(Object point labels)
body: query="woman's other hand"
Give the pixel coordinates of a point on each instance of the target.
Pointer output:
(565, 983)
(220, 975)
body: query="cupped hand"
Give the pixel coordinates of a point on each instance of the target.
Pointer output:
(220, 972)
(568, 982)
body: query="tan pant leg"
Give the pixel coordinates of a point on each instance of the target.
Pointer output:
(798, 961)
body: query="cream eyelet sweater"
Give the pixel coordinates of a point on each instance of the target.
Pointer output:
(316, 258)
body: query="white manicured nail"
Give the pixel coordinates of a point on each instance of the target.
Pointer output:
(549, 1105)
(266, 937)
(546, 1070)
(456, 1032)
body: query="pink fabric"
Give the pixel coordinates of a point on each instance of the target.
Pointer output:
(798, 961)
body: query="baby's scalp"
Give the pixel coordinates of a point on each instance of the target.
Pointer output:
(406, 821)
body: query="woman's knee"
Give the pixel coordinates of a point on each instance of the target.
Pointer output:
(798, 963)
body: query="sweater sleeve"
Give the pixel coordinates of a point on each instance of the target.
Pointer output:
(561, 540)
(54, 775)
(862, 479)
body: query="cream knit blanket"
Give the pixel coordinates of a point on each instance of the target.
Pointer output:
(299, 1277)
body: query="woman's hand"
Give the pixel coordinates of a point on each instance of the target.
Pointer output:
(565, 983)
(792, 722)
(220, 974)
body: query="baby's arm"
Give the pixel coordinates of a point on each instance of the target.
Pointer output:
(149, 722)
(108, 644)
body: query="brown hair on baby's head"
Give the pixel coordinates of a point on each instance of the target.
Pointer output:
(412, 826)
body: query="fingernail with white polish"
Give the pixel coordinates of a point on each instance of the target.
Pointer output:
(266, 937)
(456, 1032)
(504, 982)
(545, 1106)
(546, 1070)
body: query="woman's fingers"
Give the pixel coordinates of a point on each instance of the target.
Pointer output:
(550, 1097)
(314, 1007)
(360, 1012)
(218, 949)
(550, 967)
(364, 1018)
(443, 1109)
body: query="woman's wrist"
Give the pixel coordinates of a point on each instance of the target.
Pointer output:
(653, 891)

* * *

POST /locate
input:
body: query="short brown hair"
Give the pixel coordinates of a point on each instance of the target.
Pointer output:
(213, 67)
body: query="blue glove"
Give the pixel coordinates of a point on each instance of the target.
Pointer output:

● **WHAT YOU SHOULD DO**
Show each line in the listing above that contains the word "brown". Treat uppercase and lowercase as different.

● **REPLY TO THE EXERCISE**
body: query="brown hair on baby's head"
body: query="short brown hair"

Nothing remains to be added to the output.